- _TASK_: Please give back word for word the lines of the material below between the line containing "point(422, 100)" and the line containing "point(622, 444)", inclusive.
**** MATERIAL FOR THE TASK ****
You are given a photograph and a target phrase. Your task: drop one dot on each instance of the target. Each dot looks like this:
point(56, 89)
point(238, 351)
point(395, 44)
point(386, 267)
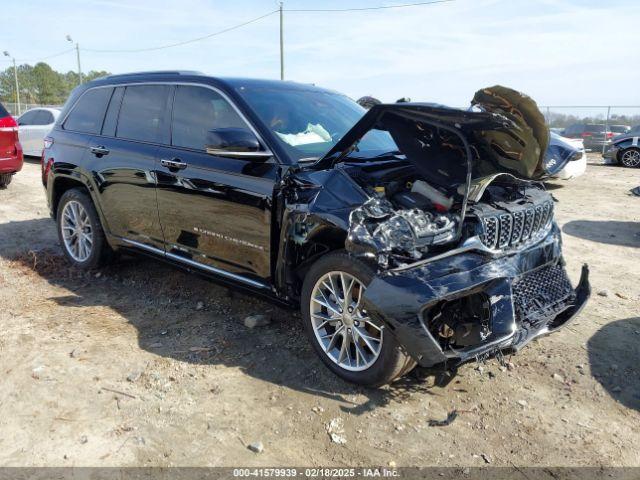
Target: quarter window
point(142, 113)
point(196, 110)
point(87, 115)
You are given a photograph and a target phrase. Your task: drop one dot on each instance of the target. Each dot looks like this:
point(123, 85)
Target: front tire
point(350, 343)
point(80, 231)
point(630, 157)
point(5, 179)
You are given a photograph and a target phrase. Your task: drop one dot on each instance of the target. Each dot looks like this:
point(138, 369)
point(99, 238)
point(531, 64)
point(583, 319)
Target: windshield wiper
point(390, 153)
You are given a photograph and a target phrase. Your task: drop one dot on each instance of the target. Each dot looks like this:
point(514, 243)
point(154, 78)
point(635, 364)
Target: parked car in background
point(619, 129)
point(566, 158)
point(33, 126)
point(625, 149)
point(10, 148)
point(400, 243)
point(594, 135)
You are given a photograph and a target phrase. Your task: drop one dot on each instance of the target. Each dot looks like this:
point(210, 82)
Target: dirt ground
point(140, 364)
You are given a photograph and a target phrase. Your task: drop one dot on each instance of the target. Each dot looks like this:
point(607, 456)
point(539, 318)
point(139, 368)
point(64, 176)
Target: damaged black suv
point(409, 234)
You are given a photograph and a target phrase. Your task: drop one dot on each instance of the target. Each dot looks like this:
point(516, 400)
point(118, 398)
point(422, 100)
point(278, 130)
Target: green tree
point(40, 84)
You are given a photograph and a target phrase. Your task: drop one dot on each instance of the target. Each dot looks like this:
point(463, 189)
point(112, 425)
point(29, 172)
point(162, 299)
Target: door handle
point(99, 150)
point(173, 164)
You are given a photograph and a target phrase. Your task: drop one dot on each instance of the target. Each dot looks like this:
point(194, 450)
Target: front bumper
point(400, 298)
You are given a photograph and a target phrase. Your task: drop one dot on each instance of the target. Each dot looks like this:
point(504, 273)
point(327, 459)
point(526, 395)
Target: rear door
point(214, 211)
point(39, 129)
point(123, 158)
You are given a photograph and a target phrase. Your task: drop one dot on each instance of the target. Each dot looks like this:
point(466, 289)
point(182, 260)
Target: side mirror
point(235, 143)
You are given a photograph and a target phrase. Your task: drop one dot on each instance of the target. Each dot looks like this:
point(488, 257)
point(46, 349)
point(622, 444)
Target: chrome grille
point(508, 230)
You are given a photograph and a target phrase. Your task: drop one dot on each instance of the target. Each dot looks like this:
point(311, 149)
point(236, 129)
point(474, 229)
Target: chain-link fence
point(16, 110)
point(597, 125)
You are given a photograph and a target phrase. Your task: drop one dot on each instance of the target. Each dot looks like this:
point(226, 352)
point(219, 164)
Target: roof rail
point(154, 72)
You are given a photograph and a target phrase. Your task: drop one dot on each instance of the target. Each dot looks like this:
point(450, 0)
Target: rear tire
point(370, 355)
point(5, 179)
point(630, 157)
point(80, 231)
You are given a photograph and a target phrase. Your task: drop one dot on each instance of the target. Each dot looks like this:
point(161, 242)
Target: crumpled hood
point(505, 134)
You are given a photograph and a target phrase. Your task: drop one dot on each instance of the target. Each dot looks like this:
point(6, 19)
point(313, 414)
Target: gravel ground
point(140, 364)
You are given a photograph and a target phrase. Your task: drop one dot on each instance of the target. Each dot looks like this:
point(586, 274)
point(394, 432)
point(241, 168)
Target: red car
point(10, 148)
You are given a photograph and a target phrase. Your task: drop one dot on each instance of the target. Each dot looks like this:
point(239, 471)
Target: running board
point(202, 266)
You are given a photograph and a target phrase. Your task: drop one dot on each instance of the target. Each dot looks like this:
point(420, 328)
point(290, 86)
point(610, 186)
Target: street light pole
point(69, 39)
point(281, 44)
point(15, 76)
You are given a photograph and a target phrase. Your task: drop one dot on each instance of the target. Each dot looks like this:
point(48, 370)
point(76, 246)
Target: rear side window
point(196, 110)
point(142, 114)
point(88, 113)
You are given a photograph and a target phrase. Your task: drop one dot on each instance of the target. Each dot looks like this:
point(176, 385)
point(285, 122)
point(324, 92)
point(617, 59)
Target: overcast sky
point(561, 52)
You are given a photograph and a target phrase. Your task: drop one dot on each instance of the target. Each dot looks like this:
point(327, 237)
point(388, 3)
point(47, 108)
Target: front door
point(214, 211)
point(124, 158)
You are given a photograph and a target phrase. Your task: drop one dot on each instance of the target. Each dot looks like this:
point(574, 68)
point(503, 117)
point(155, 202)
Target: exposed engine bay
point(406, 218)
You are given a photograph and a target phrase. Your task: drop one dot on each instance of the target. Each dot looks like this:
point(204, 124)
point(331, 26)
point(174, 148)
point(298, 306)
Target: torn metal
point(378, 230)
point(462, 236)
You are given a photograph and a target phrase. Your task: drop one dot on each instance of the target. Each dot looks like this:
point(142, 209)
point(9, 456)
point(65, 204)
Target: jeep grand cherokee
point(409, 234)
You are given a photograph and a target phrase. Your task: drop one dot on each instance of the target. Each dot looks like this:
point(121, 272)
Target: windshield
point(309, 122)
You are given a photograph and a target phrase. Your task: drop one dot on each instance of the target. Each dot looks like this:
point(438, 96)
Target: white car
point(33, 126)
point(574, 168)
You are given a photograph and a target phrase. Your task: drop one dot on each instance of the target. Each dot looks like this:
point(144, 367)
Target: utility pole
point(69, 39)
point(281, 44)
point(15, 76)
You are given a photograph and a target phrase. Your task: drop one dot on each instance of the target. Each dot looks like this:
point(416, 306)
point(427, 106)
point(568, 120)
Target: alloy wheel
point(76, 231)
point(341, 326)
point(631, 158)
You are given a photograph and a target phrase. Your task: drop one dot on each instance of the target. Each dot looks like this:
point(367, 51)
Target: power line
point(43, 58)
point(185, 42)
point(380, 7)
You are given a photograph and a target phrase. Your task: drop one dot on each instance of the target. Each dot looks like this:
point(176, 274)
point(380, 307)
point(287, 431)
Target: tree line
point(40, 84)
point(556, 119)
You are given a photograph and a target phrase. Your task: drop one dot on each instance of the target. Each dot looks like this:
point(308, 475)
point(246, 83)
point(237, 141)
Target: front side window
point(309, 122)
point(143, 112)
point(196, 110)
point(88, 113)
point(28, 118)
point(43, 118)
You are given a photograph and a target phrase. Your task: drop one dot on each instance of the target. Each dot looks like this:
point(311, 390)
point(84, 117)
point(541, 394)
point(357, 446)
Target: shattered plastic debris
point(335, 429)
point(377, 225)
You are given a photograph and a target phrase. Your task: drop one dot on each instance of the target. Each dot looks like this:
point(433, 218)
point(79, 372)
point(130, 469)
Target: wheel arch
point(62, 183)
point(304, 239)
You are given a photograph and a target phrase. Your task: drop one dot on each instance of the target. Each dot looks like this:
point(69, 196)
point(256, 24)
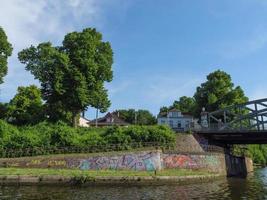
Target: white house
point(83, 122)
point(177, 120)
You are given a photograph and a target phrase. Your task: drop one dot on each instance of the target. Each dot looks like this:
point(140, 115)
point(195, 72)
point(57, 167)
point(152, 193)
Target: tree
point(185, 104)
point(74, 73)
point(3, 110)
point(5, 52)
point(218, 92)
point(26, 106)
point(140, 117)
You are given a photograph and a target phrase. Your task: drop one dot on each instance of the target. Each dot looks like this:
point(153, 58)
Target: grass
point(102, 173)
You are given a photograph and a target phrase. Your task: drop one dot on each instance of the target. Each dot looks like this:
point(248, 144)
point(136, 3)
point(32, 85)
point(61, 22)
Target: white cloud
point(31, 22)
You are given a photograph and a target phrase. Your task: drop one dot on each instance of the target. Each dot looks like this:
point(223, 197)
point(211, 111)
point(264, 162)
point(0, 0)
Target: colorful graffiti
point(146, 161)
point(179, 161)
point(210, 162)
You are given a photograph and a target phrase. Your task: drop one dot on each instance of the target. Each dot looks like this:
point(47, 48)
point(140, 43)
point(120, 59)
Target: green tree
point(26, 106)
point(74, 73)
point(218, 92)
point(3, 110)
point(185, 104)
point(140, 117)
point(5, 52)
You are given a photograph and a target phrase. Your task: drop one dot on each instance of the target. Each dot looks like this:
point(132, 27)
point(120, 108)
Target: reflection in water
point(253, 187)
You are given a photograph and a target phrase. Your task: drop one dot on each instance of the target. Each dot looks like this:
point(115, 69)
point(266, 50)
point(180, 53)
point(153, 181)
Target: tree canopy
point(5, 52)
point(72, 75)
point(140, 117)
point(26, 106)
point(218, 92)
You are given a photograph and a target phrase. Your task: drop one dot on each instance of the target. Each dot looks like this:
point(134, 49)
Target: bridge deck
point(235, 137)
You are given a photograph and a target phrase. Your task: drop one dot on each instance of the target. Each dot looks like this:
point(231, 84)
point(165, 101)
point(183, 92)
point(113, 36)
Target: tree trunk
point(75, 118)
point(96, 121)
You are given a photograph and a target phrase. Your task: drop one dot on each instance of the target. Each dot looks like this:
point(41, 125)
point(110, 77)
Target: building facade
****
**** MATERIAL FOR THE TASK ****
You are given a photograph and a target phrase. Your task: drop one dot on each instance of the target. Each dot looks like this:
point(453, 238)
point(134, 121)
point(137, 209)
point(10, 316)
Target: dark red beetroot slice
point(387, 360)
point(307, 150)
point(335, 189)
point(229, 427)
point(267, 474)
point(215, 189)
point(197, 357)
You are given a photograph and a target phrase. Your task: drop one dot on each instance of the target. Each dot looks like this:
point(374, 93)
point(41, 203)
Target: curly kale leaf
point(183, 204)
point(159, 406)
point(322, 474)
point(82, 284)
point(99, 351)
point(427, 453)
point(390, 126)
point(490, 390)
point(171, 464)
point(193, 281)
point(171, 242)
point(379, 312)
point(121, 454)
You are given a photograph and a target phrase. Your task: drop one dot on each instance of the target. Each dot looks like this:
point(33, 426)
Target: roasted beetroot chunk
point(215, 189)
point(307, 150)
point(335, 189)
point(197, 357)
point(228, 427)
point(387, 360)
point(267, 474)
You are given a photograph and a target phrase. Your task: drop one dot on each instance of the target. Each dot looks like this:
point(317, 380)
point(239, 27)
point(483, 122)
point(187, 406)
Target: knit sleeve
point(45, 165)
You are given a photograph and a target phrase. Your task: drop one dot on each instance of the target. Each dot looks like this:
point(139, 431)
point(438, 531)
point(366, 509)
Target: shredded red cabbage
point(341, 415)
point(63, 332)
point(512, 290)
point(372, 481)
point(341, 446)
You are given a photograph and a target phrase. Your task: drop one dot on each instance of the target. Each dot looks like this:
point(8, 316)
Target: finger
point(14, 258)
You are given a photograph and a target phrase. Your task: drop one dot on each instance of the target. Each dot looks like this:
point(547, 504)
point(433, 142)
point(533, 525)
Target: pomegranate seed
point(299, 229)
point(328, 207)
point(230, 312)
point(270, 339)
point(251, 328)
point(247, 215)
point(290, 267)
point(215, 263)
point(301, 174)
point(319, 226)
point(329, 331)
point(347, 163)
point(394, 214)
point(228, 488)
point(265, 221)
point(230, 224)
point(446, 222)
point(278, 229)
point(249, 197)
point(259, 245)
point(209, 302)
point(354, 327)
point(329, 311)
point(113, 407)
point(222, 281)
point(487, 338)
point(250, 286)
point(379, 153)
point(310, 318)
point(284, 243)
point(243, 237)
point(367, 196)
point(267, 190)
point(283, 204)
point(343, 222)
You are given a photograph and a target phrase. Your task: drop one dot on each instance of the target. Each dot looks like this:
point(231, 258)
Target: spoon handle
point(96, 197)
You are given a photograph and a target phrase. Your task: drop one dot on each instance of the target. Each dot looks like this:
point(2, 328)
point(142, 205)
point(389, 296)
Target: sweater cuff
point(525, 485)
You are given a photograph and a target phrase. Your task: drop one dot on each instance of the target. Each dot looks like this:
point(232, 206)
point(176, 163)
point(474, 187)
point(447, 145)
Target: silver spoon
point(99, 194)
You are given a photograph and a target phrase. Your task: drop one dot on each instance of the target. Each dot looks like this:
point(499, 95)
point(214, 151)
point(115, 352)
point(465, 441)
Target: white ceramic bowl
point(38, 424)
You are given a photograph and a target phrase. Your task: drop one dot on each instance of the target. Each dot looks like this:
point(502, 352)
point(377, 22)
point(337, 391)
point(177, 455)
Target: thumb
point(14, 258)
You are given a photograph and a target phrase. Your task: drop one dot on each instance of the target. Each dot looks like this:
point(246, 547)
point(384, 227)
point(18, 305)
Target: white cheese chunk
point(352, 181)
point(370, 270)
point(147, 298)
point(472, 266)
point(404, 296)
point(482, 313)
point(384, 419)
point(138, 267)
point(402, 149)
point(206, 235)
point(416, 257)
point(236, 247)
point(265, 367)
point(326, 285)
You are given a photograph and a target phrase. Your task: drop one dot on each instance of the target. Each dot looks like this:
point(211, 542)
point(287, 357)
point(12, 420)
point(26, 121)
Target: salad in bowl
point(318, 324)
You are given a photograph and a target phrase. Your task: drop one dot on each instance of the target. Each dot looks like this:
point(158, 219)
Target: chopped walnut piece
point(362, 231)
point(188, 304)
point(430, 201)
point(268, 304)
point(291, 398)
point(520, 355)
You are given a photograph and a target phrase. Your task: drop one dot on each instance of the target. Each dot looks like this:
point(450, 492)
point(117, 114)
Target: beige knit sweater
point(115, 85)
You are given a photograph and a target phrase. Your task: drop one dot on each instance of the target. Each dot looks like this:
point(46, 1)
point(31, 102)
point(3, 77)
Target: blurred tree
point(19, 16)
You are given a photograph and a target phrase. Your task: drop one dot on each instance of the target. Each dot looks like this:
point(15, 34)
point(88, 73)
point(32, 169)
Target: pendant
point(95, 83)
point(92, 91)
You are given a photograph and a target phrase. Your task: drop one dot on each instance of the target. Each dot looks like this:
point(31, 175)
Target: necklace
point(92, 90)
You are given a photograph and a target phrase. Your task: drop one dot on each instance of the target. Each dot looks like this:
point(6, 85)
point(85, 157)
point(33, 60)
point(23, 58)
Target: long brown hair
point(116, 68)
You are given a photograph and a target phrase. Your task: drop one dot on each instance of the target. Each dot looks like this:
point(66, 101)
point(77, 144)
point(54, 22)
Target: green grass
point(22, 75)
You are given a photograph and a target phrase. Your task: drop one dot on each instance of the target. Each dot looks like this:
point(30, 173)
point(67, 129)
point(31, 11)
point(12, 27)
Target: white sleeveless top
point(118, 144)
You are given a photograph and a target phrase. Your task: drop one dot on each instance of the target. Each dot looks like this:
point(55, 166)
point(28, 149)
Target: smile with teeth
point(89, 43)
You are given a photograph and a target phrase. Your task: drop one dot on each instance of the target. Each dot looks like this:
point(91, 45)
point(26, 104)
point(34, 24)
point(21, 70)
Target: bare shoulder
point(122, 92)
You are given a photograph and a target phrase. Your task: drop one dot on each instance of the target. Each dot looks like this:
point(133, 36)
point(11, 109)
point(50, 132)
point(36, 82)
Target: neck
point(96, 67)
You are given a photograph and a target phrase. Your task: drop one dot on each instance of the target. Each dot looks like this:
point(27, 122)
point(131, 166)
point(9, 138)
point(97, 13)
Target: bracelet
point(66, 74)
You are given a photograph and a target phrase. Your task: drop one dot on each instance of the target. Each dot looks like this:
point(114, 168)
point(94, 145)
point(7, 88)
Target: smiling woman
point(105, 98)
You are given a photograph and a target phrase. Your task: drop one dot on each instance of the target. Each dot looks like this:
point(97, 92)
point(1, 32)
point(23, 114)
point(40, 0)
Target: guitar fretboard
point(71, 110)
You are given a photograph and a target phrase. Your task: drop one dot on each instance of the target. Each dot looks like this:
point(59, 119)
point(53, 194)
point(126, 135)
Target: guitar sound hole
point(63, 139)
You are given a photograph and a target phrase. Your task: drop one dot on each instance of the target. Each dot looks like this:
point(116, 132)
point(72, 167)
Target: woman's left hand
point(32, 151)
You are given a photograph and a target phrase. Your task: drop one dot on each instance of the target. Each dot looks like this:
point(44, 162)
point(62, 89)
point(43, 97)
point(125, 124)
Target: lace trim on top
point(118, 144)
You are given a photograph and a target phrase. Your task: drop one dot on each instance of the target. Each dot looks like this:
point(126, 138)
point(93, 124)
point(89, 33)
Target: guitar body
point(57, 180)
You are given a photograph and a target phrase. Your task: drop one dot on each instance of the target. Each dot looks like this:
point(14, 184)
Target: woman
****
- _WRITTEN RESPONSE_:
point(422, 100)
point(278, 130)
Target: green tree
point(40, 84)
You are given a photograph and a target phrase. Your task: drop one dot on each instance of the target. Each dot looks like this:
point(463, 189)
point(112, 425)
point(29, 172)
point(162, 299)
Target: door handle
point(99, 150)
point(173, 164)
You are given a photograph and a target phrase. Your task: drop one dot on each instance of the target. Each dot looks like this:
point(194, 450)
Target: front bumper
point(400, 298)
You are given a photograph and a target phrase. Your task: drop one dot on each instance of the target. Each dot looks like this:
point(504, 273)
point(327, 459)
point(526, 395)
Target: rear door
point(214, 211)
point(39, 129)
point(123, 158)
You are given a photograph and a target phrase. Your task: drop one dot on each instance of the target. Each dot looks like this:
point(466, 289)
point(182, 260)
Target: side mirror
point(235, 143)
You are given a photograph and a target phrase. Your task: drop one dot on each instance of the target. Each dot looks like this:
point(488, 257)
point(46, 349)
point(622, 444)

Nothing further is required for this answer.